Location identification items
|---|

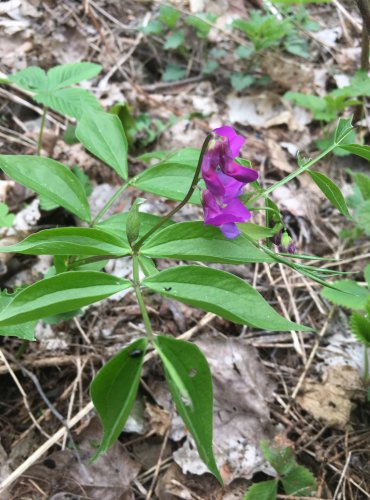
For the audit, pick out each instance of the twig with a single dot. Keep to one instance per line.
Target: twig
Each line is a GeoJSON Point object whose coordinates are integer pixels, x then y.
{"type": "Point", "coordinates": [44, 448]}
{"type": "Point", "coordinates": [313, 353]}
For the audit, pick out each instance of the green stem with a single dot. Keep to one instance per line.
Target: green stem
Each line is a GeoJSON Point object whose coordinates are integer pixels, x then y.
{"type": "Point", "coordinates": [41, 131]}
{"type": "Point", "coordinates": [366, 364]}
{"type": "Point", "coordinates": [139, 296]}
{"type": "Point", "coordinates": [109, 204]}
{"type": "Point", "coordinates": [294, 174]}
{"type": "Point", "coordinates": [189, 194]}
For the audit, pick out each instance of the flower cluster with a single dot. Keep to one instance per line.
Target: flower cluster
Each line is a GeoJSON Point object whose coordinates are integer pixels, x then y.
{"type": "Point", "coordinates": [225, 180]}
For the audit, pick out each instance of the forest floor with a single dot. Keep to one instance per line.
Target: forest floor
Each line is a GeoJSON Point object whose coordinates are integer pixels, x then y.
{"type": "Point", "coordinates": [300, 389]}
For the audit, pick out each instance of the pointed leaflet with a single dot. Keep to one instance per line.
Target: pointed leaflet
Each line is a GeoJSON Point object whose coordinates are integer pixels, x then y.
{"type": "Point", "coordinates": [69, 74]}
{"type": "Point", "coordinates": [171, 180]}
{"type": "Point", "coordinates": [189, 379]}
{"type": "Point", "coordinates": [348, 294]}
{"type": "Point", "coordinates": [197, 241]}
{"type": "Point", "coordinates": [31, 78]}
{"type": "Point", "coordinates": [61, 293]}
{"type": "Point", "coordinates": [50, 178]}
{"type": "Point", "coordinates": [102, 134]}
{"type": "Point", "coordinates": [68, 101]}
{"type": "Point", "coordinates": [344, 127]}
{"type": "Point", "coordinates": [360, 326]}
{"type": "Point", "coordinates": [71, 241]}
{"type": "Point", "coordinates": [299, 482]}
{"type": "Point", "coordinates": [25, 331]}
{"type": "Point", "coordinates": [114, 389]}
{"type": "Point", "coordinates": [330, 190]}
{"type": "Point", "coordinates": [221, 293]}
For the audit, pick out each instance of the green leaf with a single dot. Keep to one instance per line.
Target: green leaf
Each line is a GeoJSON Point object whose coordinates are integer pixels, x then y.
{"type": "Point", "coordinates": [220, 293]}
{"type": "Point", "coordinates": [155, 27]}
{"type": "Point", "coordinates": [299, 482]}
{"type": "Point", "coordinates": [114, 389]}
{"type": "Point", "coordinates": [83, 178]}
{"type": "Point", "coordinates": [69, 74]}
{"type": "Point", "coordinates": [344, 127]}
{"type": "Point", "coordinates": [280, 457]}
{"type": "Point", "coordinates": [49, 178]}
{"type": "Point", "coordinates": [360, 326]}
{"type": "Point", "coordinates": [168, 15]}
{"type": "Point", "coordinates": [363, 183]}
{"type": "Point", "coordinates": [266, 490]}
{"type": "Point", "coordinates": [102, 134]}
{"type": "Point", "coordinates": [81, 241]}
{"type": "Point", "coordinates": [61, 293]}
{"type": "Point", "coordinates": [347, 294]}
{"type": "Point", "coordinates": [330, 190]}
{"type": "Point", "coordinates": [357, 149]}
{"type": "Point", "coordinates": [171, 180]}
{"type": "Point", "coordinates": [6, 219]}
{"type": "Point", "coordinates": [240, 81]}
{"type": "Point", "coordinates": [174, 40]}
{"type": "Point", "coordinates": [25, 331]}
{"type": "Point", "coordinates": [68, 101]}
{"type": "Point", "coordinates": [117, 223]}
{"type": "Point", "coordinates": [189, 379]}
{"type": "Point", "coordinates": [367, 275]}
{"type": "Point", "coordinates": [31, 78]}
{"type": "Point", "coordinates": [363, 216]}
{"type": "Point", "coordinates": [257, 232]}
{"type": "Point", "coordinates": [173, 72]}
{"type": "Point", "coordinates": [202, 23]}
{"type": "Point", "coordinates": [197, 241]}
{"type": "Point", "coordinates": [244, 52]}
{"type": "Point", "coordinates": [147, 266]}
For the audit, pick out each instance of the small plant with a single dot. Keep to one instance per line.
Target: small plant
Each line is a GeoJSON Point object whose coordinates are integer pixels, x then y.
{"type": "Point", "coordinates": [295, 479]}
{"type": "Point", "coordinates": [6, 219]}
{"type": "Point", "coordinates": [349, 294]}
{"type": "Point", "coordinates": [54, 89]}
{"type": "Point", "coordinates": [359, 202]}
{"type": "Point", "coordinates": [228, 192]}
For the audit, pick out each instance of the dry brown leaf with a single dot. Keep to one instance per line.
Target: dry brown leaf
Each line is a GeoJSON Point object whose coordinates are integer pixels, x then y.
{"type": "Point", "coordinates": [241, 415]}
{"type": "Point", "coordinates": [332, 400]}
{"type": "Point", "coordinates": [108, 477]}
{"type": "Point", "coordinates": [266, 110]}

|---|

Rescale the lines from the one containing "For the audit, pick out each instance of the dry" through the end of the records, writing out the requests again unchanged. Multiply every coordinate in the answers by 1.25, and round each result to a whole number, with halves rounded up.

Final result
For the audit, pick out each instance of the dry brown leaf with a single dot. Keep to one instance per line.
Target: dry brown leaf
Each line is a GeoJSON Point object whose coordinates are integer pixels, x then y.
{"type": "Point", "coordinates": [301, 519]}
{"type": "Point", "coordinates": [415, 500]}
{"type": "Point", "coordinates": [135, 596]}
{"type": "Point", "coordinates": [333, 138]}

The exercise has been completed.